* **Exercise aim**:
Your task is to transcribe all the entries exactly, excluding pictures.

* **Records to use**:

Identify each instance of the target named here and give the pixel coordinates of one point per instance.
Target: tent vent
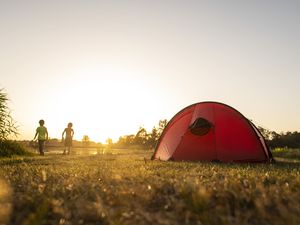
(200, 126)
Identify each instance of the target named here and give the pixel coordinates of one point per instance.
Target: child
(68, 140)
(42, 134)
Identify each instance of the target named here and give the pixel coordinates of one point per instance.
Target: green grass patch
(10, 148)
(286, 153)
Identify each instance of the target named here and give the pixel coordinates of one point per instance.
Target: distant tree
(141, 136)
(161, 126)
(7, 124)
(109, 143)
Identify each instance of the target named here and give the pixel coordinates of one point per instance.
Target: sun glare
(103, 107)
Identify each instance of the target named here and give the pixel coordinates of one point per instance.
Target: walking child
(68, 139)
(42, 136)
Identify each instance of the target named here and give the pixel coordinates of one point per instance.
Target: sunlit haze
(112, 66)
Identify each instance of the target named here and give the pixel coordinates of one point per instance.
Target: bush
(9, 148)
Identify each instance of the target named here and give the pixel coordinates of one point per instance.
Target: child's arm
(62, 135)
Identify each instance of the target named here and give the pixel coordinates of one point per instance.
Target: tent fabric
(211, 131)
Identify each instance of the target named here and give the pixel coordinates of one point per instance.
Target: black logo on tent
(200, 126)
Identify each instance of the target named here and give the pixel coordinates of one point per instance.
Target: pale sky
(112, 66)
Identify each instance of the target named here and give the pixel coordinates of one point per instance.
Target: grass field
(125, 187)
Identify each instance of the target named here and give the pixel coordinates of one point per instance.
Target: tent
(211, 131)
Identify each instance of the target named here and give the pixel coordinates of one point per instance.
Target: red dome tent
(211, 131)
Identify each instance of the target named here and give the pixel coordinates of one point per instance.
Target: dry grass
(121, 187)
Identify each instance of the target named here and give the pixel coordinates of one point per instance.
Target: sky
(112, 66)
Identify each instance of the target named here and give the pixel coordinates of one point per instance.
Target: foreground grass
(121, 187)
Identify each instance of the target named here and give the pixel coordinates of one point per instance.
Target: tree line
(281, 140)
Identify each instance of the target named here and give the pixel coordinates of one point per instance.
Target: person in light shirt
(69, 133)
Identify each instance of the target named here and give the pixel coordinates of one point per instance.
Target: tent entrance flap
(200, 127)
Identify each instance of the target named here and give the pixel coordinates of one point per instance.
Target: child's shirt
(41, 133)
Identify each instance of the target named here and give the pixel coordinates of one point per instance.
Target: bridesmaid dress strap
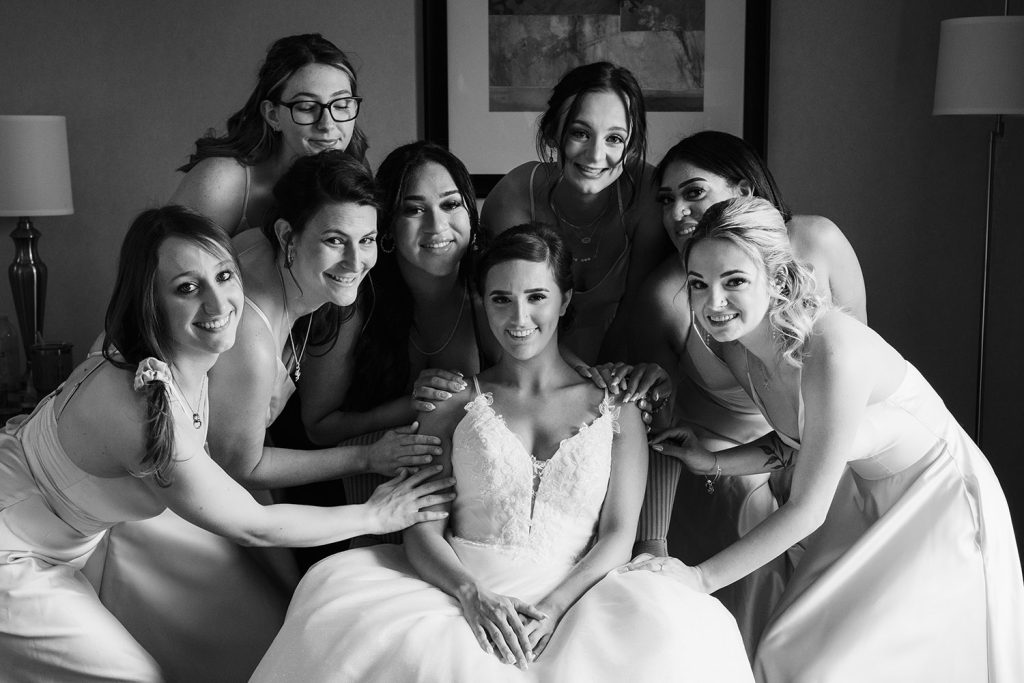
(532, 172)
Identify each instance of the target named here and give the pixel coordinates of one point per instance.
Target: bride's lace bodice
(507, 499)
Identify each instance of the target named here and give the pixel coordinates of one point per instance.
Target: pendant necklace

* **Result for this exercise**:
Identify each instance of the target named here and give the pixel coordinates of one point per instance.
Target: tent vent
(200, 126)
Identify each instance of the target named here and give the pixel coordinates of one point per instance.
Target: child
(68, 140)
(42, 134)
Identify each instance of the target named here and give the pixel coordinates of one point per instance.
Target: green grass patch
(10, 148)
(286, 153)
Identify each instance of the target named here and give the pixel coordinates of one point per instance.
Target: distant tree
(141, 136)
(161, 126)
(7, 124)
(109, 143)
Identify each instance of the target named here and give the pixel coordinates of one point per instance.
Target: sun glare
(103, 107)
Identify each instance of the target named here and give the pixel coordinates of one point per instance.
Target: walking child
(68, 139)
(42, 136)
Identify each instance of the target named here and give the pixel coordinates of one point per instance.
Target: sunlit haze
(112, 66)
Identify each instance of the target named here and give the pixel coordinates of one point per instance.
Target: bush
(9, 148)
Identify each instance of the target named here and give the pixel coordinates of one point per instance.
Target: child's arm
(62, 135)
Identify each instance of the target named here and give the pixel coordinates of one point per instance.
Target: tent fabric
(211, 131)
Identify each instance of the target named here and give the pixel coordinates of one point per instance.
Target: black logo on tent
(200, 126)
Identify each instance of the target named here and give the pixel coordinates of one point per instance.
Target: pale sky
(112, 66)
Identify each instance of the target named here and give the pixel coordinates of one point per instance.
Target: grass field
(125, 187)
Identify each instance of the target named here and give the pixel coordinates of one point per instance.
Target: tent
(211, 131)
Identify each instance of the target named here and give the pixel coordinates of one point per instance.
Target: red dome tent
(211, 131)
Identify each instance of the target named here and give the pixel coordinates of one point per instance.
Target: dry grass
(121, 187)
Identify each instance of the target named here and give the pixel coordinates of one point per instance.
Target: sky
(112, 66)
Identify each instance of the target named here and give the pixel coordinates of one point per instance.
Target: foreground grass
(121, 187)
Identify each instance of the target named here and give the pixel coordinates of one point per instance.
Target: tree line
(281, 140)
Identify each instance of the target named here and give the pixel coordinates of one point per instance.
Target: person in light shirt
(69, 133)
Identify each instance of the target named here and give the pixel coordinates of one point per instance.
Target: tent entrance flap
(200, 127)
Identify each instance of the target named here and give the pixel coordinates of one point per instance.
Target: child's shirt
(41, 133)
Identify each instance of the target named here and give the pixel coordinates of one point per instance.
Target: bridesmaid dress strap
(532, 172)
Identify each instance of the target named here and give the pixel coordinates of one point per instance.
Target: bride's lace bodice
(507, 499)
Identify each instance of the target named here and give the pixel coordinates of one point per instance.
Target: pendant necklace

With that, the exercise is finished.